[DATA RECORDS]:
====
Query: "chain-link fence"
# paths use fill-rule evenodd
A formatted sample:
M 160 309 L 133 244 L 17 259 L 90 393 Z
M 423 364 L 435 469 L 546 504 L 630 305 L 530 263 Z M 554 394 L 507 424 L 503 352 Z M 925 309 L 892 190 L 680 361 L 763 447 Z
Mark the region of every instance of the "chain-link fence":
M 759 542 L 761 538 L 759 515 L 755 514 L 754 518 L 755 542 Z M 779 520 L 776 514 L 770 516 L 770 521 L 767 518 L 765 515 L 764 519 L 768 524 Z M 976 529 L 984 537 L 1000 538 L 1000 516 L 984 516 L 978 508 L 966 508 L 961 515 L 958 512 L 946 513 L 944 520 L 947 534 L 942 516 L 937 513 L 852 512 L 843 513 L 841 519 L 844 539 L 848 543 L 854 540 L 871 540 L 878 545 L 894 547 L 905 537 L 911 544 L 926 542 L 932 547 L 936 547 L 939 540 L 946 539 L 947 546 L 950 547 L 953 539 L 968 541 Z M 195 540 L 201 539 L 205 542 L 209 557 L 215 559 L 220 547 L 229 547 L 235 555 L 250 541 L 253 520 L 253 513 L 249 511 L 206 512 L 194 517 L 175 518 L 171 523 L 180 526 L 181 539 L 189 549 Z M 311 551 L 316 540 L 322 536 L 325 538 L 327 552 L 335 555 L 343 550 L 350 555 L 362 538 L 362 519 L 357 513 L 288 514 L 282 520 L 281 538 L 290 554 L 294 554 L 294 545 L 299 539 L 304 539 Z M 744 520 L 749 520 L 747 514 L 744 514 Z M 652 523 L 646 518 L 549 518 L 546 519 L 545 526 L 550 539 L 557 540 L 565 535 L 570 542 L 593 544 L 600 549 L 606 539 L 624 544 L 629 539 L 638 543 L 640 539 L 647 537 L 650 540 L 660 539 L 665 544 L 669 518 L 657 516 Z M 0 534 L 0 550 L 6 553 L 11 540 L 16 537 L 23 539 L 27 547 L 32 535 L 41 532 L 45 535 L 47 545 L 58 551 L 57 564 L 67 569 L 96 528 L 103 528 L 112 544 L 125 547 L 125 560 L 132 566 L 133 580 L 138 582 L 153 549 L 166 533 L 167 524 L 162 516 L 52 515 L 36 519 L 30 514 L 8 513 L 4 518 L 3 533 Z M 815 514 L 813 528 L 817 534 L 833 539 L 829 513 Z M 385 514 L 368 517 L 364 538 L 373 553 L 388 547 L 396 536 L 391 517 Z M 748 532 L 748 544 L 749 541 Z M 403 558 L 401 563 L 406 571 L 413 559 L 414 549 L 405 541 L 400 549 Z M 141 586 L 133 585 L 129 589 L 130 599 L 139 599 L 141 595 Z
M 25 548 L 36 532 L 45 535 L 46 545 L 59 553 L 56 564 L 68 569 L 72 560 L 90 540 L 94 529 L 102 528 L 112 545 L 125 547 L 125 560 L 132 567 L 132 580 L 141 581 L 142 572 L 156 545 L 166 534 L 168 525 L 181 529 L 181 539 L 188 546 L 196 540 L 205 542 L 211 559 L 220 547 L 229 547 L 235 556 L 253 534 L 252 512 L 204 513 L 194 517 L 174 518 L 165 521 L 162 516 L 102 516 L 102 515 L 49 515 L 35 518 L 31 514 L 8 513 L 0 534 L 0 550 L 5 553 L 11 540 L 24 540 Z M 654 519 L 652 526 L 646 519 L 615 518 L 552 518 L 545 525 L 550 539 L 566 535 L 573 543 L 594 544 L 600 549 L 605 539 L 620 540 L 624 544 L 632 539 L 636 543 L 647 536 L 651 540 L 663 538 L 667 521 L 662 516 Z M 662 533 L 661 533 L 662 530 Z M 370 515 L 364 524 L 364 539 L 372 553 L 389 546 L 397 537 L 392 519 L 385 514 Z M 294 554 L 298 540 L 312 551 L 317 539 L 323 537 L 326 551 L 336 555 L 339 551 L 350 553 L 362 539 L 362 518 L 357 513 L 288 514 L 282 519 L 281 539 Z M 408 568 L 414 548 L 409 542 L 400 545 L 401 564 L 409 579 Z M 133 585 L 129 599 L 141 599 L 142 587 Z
====
[GIVEN REQUEST]: Put every line of the material above into a numbered list, leaving out blank lines.

[TASK RESPONSE]:
1. Query: "chain-link fence"
2. # paths use fill-rule evenodd
3. A formatted sample:
4. M 160 309 L 133 244 L 17 259 L 90 393 Z
5. M 423 364 L 435 469 L 546 504 L 630 305 L 530 263 Z M 554 394 L 507 424 L 503 352 Z M 925 309 L 892 190 L 680 361 L 763 447 Z
6. Mark the region of every instance of the "chain-link fence":
7. M 759 542 L 761 538 L 759 515 L 755 514 L 754 518 L 755 542 Z M 779 520 L 776 514 L 770 516 L 770 521 L 767 518 L 765 515 L 764 519 L 768 524 Z M 976 529 L 984 537 L 1000 538 L 1000 516 L 984 516 L 978 508 L 966 508 L 961 515 L 958 512 L 946 513 L 944 520 L 947 534 L 942 516 L 937 513 L 852 512 L 843 513 L 841 519 L 844 539 L 848 543 L 854 540 L 871 540 L 878 545 L 894 547 L 905 537 L 911 544 L 926 542 L 932 547 L 936 547 L 939 540 L 946 539 L 947 546 L 950 547 L 953 539 L 968 541 Z M 195 540 L 201 539 L 205 542 L 209 557 L 215 559 L 220 547 L 229 547 L 235 555 L 250 541 L 253 520 L 253 513 L 249 511 L 206 512 L 194 517 L 175 518 L 171 523 L 180 526 L 181 539 L 189 549 Z M 311 551 L 316 540 L 322 536 L 325 538 L 327 552 L 335 555 L 343 550 L 350 555 L 362 538 L 362 519 L 357 513 L 288 514 L 282 520 L 281 538 L 290 554 L 294 554 L 294 545 L 299 539 L 304 539 Z M 744 520 L 749 520 L 747 514 L 744 514 Z M 652 523 L 646 518 L 549 518 L 546 519 L 545 526 L 550 539 L 557 540 L 565 535 L 570 542 L 593 544 L 600 549 L 606 539 L 624 544 L 629 539 L 638 543 L 640 539 L 647 537 L 650 540 L 660 539 L 665 544 L 669 518 L 657 516 Z M 0 534 L 0 550 L 6 553 L 11 540 L 16 537 L 23 539 L 27 547 L 32 535 L 41 532 L 45 535 L 47 545 L 58 551 L 57 564 L 67 569 L 96 528 L 103 528 L 112 544 L 125 547 L 125 560 L 132 566 L 133 580 L 138 582 L 153 549 L 166 533 L 167 524 L 162 516 L 52 515 L 36 519 L 30 514 L 8 513 L 4 518 L 3 533 Z M 815 514 L 813 528 L 817 534 L 833 539 L 829 513 Z M 385 514 L 368 517 L 364 538 L 373 553 L 388 547 L 396 536 L 391 517 Z M 748 532 L 748 544 L 749 541 Z M 403 558 L 401 563 L 406 571 L 413 559 L 414 549 L 405 541 L 400 549 Z M 141 586 L 133 585 L 129 589 L 130 599 L 139 599 L 141 595 Z
8. M 25 548 L 36 532 L 45 535 L 46 545 L 59 553 L 56 564 L 68 569 L 72 560 L 90 540 L 94 529 L 102 528 L 112 545 L 125 547 L 125 560 L 132 567 L 132 580 L 141 581 L 142 572 L 156 545 L 166 534 L 168 525 L 181 529 L 181 539 L 188 546 L 196 540 L 205 542 L 211 559 L 220 547 L 229 547 L 235 556 L 253 534 L 252 512 L 204 513 L 194 517 L 174 518 L 165 521 L 162 516 L 102 516 L 102 515 L 49 515 L 35 518 L 31 514 L 8 513 L 0 534 L 0 550 L 5 553 L 11 540 L 24 540 Z M 654 519 L 652 526 L 646 519 L 615 518 L 552 518 L 545 525 L 550 539 L 566 535 L 573 543 L 594 544 L 600 549 L 605 539 L 620 540 L 624 544 L 632 539 L 636 543 L 647 536 L 651 540 L 663 538 L 667 521 L 662 516 Z M 662 533 L 661 533 L 662 530 Z M 370 515 L 364 524 L 364 539 L 372 553 L 389 546 L 397 537 L 392 519 L 385 514 Z M 294 554 L 298 540 L 312 551 L 317 539 L 323 537 L 326 551 L 336 555 L 339 551 L 350 553 L 362 539 L 362 518 L 357 513 L 288 514 L 282 519 L 281 539 Z M 408 568 L 414 548 L 409 542 L 400 545 L 401 564 L 409 579 Z M 133 585 L 129 599 L 141 599 L 142 587 Z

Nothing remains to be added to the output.